[Your task]
In the data that follows, find each line containing "below" and copy it.

[Stored data entries]

——————

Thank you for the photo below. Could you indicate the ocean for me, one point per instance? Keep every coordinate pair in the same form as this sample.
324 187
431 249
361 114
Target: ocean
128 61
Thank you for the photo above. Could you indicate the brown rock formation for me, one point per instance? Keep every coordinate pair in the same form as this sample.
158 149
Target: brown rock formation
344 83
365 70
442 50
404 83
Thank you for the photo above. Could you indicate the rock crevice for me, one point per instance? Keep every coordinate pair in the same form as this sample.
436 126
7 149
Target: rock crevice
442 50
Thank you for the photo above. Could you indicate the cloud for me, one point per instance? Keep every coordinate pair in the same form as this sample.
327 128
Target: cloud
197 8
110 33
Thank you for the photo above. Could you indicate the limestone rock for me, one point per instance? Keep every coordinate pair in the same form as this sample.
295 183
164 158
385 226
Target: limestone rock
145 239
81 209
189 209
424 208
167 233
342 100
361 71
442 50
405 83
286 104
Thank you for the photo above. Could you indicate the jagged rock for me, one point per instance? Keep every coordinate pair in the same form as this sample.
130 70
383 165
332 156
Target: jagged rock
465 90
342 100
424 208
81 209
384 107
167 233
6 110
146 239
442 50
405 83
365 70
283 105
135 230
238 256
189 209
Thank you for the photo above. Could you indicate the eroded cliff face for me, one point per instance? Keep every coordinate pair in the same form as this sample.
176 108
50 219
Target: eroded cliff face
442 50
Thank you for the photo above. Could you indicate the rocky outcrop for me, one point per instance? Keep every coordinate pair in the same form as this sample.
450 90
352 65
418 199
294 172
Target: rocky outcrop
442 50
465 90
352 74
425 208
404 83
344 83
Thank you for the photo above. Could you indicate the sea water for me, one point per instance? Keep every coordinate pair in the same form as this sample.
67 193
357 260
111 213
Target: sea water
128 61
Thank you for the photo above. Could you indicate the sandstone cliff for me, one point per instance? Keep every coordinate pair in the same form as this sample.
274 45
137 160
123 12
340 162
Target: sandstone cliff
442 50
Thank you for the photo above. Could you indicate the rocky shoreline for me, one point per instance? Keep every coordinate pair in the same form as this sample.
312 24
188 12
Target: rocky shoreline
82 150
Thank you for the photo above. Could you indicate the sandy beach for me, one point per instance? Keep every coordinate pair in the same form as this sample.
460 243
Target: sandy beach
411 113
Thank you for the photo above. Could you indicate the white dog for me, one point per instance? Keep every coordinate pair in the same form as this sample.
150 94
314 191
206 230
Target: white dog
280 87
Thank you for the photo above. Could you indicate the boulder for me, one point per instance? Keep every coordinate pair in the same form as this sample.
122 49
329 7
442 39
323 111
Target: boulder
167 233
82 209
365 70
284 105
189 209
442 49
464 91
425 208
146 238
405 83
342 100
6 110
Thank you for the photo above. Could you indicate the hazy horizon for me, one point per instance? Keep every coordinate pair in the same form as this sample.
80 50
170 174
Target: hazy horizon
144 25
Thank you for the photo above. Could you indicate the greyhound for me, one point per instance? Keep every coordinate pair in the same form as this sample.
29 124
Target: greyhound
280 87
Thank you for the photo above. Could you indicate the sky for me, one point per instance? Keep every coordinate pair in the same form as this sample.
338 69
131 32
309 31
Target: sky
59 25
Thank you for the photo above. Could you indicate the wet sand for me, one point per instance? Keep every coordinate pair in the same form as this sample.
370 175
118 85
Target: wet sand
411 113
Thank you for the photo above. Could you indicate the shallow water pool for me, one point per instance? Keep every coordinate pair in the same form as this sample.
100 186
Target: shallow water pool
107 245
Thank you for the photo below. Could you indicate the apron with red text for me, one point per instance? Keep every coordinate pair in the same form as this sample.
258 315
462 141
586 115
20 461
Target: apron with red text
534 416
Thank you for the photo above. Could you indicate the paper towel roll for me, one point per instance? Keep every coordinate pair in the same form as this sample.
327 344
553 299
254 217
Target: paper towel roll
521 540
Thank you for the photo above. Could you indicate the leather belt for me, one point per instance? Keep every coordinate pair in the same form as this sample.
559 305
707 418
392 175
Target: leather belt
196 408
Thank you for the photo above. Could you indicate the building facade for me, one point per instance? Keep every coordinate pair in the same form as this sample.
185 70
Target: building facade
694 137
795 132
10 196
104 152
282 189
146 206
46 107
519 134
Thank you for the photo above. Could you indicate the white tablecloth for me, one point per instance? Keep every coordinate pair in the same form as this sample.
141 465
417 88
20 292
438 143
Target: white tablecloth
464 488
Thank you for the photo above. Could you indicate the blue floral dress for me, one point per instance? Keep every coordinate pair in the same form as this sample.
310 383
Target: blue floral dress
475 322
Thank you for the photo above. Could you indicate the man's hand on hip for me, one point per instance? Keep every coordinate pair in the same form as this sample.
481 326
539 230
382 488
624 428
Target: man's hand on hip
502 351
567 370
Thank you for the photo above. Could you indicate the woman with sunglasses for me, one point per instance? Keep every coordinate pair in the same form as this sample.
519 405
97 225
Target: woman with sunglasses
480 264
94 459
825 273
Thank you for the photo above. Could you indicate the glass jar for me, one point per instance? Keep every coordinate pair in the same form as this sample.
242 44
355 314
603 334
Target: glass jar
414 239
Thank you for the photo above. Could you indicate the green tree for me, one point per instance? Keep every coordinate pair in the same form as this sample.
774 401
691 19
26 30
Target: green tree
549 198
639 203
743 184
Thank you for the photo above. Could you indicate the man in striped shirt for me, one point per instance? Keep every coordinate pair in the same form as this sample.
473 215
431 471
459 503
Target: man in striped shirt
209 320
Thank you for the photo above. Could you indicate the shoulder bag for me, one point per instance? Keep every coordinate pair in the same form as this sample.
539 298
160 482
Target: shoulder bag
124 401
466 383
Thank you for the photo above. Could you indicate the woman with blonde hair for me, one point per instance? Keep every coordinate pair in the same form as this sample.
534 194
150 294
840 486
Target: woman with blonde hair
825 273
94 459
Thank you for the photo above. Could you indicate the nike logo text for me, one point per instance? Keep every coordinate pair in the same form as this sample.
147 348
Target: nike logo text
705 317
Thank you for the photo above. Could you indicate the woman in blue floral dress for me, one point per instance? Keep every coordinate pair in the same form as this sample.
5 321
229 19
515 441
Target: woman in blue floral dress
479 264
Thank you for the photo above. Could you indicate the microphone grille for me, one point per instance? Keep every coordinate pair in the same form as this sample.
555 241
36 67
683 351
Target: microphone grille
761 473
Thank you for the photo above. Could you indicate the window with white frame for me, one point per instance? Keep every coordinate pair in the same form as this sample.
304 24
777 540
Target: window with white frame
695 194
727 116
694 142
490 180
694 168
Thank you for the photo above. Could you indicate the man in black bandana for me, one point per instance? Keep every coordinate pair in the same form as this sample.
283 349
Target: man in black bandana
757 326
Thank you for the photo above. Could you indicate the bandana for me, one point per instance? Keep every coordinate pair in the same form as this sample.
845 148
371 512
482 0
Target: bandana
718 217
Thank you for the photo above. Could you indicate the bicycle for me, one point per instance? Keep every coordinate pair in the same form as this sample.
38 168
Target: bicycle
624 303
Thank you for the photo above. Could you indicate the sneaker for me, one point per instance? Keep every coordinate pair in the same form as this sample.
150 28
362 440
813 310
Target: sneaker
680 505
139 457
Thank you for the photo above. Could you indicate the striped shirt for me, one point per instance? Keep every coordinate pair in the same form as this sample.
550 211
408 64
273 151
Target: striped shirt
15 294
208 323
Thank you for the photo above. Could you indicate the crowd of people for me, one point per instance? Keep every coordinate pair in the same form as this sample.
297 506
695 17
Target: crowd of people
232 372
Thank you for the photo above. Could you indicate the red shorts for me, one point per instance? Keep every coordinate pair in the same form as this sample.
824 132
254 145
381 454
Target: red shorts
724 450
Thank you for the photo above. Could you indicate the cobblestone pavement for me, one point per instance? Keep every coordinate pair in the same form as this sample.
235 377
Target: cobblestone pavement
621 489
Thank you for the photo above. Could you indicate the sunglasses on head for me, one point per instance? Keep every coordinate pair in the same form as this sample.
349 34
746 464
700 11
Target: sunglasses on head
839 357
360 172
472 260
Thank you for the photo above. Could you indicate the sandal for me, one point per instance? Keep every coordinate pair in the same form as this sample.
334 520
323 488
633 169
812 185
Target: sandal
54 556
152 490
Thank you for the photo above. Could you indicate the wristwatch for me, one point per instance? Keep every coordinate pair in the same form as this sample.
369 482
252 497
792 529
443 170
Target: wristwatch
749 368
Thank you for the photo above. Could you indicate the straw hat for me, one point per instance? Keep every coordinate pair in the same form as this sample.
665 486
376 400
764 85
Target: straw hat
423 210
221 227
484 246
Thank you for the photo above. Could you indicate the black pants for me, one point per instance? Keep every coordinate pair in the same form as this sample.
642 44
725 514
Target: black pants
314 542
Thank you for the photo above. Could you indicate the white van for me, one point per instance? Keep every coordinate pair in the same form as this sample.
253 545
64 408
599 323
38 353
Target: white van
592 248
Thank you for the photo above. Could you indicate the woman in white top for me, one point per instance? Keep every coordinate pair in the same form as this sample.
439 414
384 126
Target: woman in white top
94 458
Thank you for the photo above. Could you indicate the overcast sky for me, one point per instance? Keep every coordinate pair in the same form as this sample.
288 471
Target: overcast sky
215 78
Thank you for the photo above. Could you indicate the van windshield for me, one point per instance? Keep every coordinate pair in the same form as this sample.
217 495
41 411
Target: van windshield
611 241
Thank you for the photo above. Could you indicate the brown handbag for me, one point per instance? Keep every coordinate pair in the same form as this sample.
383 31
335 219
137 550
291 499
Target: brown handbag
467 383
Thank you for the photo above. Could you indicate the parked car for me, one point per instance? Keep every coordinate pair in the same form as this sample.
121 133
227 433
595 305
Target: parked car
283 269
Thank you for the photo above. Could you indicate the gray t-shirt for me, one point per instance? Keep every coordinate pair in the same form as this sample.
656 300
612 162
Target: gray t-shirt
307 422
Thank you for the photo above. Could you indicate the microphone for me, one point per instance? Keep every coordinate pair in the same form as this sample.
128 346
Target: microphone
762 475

——————

[Task response]
Thank you for the photo below. Could you indicate the ocean for me, one point per instance? Keep every coordinate pair in the same form as this sample.
Thank you for the photo below. Could you indicate the apron with red text for me, one point per instance? Keep every coordinate pair in the same form as this sample.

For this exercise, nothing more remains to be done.